Required work: Copy the records from the line containing "the blurred pedestrian" up to and including the line containing "Target: sky", keeping every line, and multiply each answer coordinate by 2.3, rounding to whole numbers with halves going up, while leaving all other numbers unchanged. Give only those lines.

- - - - - - -

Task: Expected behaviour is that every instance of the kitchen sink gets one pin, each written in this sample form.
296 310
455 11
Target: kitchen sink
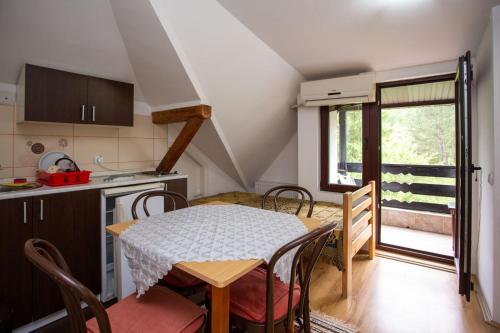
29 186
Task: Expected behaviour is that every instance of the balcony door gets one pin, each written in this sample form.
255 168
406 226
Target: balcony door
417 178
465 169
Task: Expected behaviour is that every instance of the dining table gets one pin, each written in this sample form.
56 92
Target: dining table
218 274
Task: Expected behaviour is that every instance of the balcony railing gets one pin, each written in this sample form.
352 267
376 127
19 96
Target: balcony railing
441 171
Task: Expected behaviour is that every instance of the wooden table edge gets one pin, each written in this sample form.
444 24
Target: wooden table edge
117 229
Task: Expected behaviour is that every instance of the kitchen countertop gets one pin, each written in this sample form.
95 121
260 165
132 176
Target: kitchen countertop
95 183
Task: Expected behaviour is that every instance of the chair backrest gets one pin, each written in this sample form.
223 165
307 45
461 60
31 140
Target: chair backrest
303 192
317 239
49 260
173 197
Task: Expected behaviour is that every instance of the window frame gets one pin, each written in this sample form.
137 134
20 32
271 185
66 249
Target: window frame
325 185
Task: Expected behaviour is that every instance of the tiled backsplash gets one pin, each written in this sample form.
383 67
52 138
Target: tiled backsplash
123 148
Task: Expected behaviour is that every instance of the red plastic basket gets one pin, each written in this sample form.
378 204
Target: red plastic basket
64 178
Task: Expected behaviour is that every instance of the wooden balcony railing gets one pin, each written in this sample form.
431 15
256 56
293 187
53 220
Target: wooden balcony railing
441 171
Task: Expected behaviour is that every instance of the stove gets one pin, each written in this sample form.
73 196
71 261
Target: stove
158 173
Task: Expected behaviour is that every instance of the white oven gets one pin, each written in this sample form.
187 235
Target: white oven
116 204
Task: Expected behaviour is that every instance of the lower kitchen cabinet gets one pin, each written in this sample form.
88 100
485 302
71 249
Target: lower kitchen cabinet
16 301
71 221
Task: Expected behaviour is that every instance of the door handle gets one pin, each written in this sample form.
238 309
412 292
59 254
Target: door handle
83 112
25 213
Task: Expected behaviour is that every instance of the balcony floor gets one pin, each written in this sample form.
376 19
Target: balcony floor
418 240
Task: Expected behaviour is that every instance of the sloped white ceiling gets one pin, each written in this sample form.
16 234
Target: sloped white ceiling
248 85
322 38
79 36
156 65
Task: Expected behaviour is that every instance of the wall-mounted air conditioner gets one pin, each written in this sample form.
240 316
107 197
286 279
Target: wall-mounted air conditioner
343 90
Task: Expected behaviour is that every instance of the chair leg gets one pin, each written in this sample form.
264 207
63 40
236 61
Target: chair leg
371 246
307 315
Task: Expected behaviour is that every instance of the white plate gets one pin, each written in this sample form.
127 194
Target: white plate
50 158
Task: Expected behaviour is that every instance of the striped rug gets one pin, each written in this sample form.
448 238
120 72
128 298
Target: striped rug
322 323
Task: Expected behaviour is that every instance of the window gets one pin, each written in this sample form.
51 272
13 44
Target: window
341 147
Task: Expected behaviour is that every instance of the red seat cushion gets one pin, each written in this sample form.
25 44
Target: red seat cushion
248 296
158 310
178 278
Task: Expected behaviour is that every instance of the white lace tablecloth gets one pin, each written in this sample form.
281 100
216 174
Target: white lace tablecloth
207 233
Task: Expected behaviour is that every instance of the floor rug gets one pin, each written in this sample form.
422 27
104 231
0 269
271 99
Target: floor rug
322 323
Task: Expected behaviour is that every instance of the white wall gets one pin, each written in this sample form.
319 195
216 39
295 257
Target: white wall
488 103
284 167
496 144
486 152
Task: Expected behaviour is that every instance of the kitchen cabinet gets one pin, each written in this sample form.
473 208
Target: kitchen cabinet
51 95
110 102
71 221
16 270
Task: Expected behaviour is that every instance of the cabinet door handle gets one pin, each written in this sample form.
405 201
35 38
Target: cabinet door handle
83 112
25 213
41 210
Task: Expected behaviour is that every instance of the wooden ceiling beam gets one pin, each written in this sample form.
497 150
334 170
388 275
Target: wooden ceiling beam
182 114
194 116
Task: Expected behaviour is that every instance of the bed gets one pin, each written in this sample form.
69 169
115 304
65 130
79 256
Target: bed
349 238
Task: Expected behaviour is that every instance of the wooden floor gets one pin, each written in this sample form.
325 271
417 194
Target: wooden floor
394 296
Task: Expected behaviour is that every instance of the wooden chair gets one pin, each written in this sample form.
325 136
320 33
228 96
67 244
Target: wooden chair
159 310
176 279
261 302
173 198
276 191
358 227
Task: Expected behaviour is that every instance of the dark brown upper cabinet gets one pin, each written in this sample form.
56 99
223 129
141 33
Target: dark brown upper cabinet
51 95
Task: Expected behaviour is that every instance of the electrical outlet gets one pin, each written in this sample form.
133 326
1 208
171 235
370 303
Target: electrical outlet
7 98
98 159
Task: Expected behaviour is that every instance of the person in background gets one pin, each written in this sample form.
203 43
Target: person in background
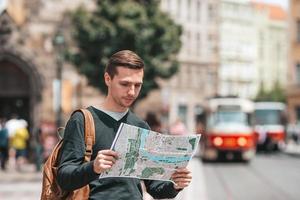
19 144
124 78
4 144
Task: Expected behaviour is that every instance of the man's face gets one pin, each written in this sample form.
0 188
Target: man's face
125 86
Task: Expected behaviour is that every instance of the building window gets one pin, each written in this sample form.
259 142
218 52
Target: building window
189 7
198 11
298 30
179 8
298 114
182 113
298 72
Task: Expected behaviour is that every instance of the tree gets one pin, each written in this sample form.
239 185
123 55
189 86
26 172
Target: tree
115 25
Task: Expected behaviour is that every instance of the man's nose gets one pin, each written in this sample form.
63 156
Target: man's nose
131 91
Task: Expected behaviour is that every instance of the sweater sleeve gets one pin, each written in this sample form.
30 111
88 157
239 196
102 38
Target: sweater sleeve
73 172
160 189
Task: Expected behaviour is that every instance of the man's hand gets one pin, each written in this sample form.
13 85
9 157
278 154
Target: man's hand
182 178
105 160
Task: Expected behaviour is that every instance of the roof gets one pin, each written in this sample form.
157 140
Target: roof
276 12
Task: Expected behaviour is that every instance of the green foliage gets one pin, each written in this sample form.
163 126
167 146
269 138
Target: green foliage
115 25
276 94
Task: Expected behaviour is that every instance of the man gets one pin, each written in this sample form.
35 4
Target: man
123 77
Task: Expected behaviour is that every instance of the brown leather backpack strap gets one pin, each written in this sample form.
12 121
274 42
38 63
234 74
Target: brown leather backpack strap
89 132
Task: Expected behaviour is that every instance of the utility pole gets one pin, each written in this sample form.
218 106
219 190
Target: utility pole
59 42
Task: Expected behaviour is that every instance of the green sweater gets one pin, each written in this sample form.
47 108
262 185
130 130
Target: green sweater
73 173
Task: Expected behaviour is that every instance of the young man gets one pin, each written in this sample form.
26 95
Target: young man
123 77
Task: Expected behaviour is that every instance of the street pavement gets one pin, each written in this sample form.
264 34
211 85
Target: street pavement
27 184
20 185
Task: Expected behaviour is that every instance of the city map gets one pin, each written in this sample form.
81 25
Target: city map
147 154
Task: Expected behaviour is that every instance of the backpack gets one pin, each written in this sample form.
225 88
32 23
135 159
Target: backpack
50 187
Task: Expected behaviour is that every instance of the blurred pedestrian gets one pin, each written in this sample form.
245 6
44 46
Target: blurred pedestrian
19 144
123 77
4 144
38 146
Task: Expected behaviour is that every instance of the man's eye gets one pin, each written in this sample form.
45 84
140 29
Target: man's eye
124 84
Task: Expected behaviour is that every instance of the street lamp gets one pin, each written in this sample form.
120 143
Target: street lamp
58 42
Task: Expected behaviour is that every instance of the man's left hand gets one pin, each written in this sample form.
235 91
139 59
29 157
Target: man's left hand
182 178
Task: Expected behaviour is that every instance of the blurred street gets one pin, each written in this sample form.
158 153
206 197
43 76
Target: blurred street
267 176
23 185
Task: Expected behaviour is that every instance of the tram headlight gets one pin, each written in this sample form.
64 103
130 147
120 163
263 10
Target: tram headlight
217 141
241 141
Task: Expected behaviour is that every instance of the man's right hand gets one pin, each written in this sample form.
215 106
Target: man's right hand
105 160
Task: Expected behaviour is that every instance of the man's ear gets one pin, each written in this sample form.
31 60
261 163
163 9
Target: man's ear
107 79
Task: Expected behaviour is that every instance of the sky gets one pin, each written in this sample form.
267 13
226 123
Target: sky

- - - - - - -

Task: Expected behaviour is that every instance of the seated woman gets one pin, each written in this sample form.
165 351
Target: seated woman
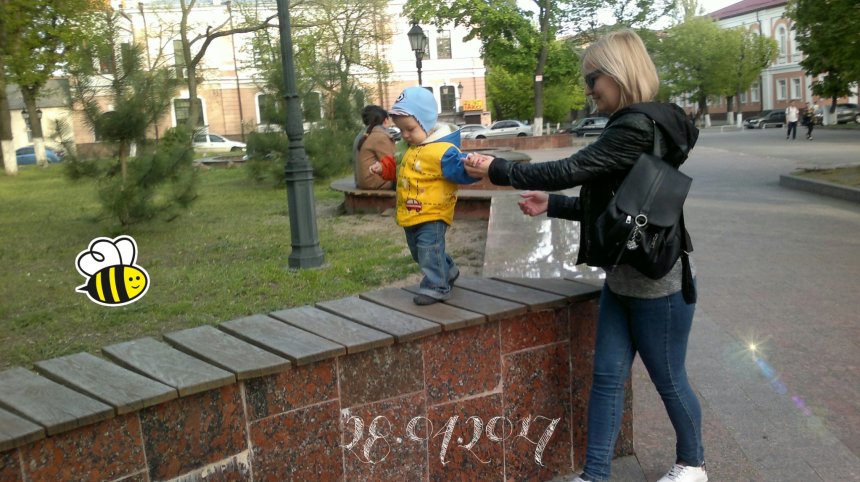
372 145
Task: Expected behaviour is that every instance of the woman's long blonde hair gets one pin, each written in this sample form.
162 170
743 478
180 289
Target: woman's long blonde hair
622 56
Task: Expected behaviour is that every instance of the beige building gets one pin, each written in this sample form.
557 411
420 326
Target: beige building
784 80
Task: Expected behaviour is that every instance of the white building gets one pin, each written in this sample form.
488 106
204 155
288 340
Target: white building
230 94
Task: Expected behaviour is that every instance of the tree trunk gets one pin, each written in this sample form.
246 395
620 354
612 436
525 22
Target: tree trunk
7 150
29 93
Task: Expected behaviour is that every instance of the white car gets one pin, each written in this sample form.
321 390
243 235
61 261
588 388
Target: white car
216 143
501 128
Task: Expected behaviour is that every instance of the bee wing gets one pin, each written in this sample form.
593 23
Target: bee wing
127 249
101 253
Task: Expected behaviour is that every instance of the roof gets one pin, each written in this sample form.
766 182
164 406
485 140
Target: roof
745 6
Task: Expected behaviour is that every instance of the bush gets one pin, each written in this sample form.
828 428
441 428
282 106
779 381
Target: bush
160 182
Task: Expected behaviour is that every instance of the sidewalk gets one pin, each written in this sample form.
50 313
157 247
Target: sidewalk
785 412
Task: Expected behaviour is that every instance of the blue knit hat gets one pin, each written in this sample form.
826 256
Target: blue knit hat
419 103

- - - - - - -

Task output:
Task: Expected behaviour is that every instance of the blurred pedestrian gets one pin, each written in this sample form.
245 6
44 46
Target: blurred pedestrian
44 331
283 177
9 331
87 336
Task: Expected behaviour is that every instance of the man's eye gets one pin, each written in this sample form.
45 84
140 29
Target: man's eye
285 193
Task: Expected behaviour is that every instance of the street lamp gets one pin, each written in this sample form.
120 143
Target: street lamp
133 97
Task: Expected behaviour is that every instance of the man's left hand gets one pin, each written in this sample form.
235 91
139 59
29 157
Target: man's left hand
419 409
Task: Expected behaviour is that every instance of the blurred street gets one pin, each written in this sample form.
158 153
206 197
43 76
Target: blurred street
614 405
53 426
Task: Expected behaviour is that every instance of the tram headlight gets one pin, each written in this sample form.
64 103
130 147
120 163
263 10
Target: tram headlight
499 324
554 324
Task: Expected behaviour is that every instance of the man's right hand gets one pin, each written in this sample form.
215 106
Target: man's right hand
242 368
Task: Expected behaviour is that every instance of the man's ear gets one pin, each written in this sample form.
31 60
261 163
163 9
Target: man's ear
246 182
Task: Expected behaviour is that every instance of the sky gets one pin, each written in this sample form.
267 13
226 123
Target: sky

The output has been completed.